* [Written exercise]:
Reproduce the material from the line containing "target | yellow painted trim" up to and including the line containing "x=484, y=378", keeping every line, and shift each x and y value in the listed points by -67. Leave the sample coordinates unchanged.
* Start Data section *
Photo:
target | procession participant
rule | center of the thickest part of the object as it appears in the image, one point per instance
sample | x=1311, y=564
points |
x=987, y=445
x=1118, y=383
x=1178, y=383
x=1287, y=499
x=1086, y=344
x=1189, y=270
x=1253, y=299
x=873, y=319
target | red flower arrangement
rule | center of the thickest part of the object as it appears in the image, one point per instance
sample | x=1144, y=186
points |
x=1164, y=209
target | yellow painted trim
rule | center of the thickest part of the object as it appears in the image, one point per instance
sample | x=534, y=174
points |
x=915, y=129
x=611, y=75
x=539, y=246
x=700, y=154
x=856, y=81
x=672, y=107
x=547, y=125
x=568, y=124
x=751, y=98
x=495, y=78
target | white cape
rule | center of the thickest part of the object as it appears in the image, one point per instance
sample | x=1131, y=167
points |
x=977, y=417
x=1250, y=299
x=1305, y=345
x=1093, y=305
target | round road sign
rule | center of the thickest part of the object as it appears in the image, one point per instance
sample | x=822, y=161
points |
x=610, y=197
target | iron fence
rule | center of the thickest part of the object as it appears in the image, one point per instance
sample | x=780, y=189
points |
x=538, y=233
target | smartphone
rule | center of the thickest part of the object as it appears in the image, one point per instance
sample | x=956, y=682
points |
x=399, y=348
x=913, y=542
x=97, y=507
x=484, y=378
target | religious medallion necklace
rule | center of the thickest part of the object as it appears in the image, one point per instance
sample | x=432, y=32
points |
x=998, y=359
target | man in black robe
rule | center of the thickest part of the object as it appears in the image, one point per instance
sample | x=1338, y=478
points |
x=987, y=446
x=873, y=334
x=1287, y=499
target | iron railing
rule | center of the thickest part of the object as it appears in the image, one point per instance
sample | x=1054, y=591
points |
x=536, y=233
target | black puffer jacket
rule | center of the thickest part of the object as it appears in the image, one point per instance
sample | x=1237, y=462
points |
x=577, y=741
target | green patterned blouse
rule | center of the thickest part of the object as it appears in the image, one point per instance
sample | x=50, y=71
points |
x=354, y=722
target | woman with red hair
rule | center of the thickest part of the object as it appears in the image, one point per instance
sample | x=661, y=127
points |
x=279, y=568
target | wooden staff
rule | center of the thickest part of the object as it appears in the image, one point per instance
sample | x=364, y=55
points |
* End Data section *
* [Finished answer]:
target | yellow painted trim
rule | center of the thickest part of the object as it appears in the image, one point per instance
sample | x=534, y=174
points |
x=848, y=62
x=544, y=8
x=472, y=179
x=633, y=87
x=789, y=14
x=605, y=40
x=480, y=58
x=501, y=57
x=684, y=31
x=428, y=11
target | white cape
rule | center of the thickest part of the object as it appears in the image, one point per instance
sample | x=1131, y=167
points |
x=910, y=350
x=1183, y=232
x=1238, y=278
x=1026, y=238
target | round road sign
rule | center of the thickest part of the object as it appears in the image, one point per instance
sample | x=822, y=161
points |
x=543, y=130
target | iron fence
rule | center of the thickest part of the object as it appears in the image, one point per instance
sample | x=780, y=189
points |
x=471, y=166
target | smartphone
rule | center of the thickest part of the object as it appears in the image, one point per instance
sample | x=956, y=682
points |
x=332, y=281
x=846, y=475
x=30, y=440
x=417, y=311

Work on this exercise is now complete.